■ GIVEN TASK ■
Update the records below by changing every "Reviewer note" to "Editor note" and leaving everything else as it is. Give back all the records without the pictures.
════════
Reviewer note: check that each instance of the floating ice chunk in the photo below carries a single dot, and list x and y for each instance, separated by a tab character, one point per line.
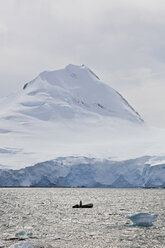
25	244
142	219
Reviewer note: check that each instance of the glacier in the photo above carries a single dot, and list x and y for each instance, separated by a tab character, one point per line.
67	128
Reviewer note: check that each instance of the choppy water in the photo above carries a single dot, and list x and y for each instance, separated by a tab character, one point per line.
49	215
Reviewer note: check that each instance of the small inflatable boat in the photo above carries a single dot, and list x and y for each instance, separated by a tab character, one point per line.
90	205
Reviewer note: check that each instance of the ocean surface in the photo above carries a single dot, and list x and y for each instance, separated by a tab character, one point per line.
47	214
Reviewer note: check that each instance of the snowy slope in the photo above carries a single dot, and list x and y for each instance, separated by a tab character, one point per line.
70	113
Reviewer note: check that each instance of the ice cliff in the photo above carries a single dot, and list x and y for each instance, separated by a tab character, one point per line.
68	128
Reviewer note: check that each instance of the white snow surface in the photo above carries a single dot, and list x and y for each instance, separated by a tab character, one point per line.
72	113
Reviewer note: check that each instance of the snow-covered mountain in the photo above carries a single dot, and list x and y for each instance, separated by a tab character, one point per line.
68	128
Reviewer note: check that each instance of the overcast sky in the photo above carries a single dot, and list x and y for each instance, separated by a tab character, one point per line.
122	41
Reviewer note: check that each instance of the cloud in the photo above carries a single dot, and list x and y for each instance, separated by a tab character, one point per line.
122	41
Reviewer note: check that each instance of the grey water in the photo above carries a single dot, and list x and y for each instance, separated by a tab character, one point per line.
48	214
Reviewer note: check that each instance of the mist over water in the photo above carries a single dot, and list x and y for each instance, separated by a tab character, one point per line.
49	216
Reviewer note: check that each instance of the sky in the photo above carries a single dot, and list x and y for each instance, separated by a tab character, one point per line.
122	41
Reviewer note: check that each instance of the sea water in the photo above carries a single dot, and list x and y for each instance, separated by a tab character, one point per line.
47	214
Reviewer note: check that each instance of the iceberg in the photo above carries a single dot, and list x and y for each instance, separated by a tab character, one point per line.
26	244
142	219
════════
■ PROBLEM SOLUTION ■
Editor note: check that each instance of the floating ice chunk in the photo below carries a single dot, and list x and y for each instance, separated by a tab character, one point per line.
25	244
142	219
Editor note: check that each instance of the glacier in the photo above carries a single dot, and list x and y for each instance, separated by a tab character, one point per line.
67	128
Editor note: check that each instance of the choppy water in the photo above carries a single dot, and list x and y for each instance, separated by a tab character, one point per line.
49	215
Editor note: check that each instance of the small inflatable boat in the photo above carries a single dot, and list x and y for each instance, separated by a tab character, one point per line.
90	205
Editor note: check that each instance of the ocean surface in the photo above carries a single dot, and list x and y for each instance, separated by a tab character, one point per line.
47	214
Editor note: check that each instance of the snowy slope in the photo above carries a single dot, and list x and y for each instance, separated by a tab character, one point per line.
70	113
Editor note: check that each instance of the ice cliff in the photo above carries a single dot, and list x and y for each instance, separated by a tab character, one point per line.
68	128
Editor note: check that each instance of the white snow surface in the photo above carries a single dot, and list x and y for each instance, separated by a tab character, one point per line.
72	113
Editor note: check that each instance of the snow-covered mountain in the photo above carries a single dot, and list x and y for each instance, separated by a tab character, one point per line.
68	128
Editor note: check that each instance of the overcast sky in the photo above carries a single dot, and list x and y for each instance, separated by a tab character, one point per line.
122	41
Editor note: check that each instance of the cloud in the photo above carries a single dot, and list x and y for each instance, separated by a tab character, one point per line.
122	41
Editor note: check that each instance of the grey water in the photo above carries a single dot, and list x and y for each instance, separated by a tab character, one point per line.
48	214
Editor note: check that each instance of the mist over water in the photo above carries a single dot, and list x and y for each instance, separated by a tab character, one point per line.
49	216
Editor note: check that each instance of the sky in the photo above carries a single dot, and list x and y for each instance, separated by a tab character, one point per line.
122	41
Editor note: check that each instance of the sea water in the photo above carries a single dot, and list x and y for each instance, separated by a tab character, one point per line.
47	214
Editor note: check that each instance of the iceberg in the photo above carries a single dot, and list x and y for each instance, separated by a tab character, one point per line.
26	244
142	219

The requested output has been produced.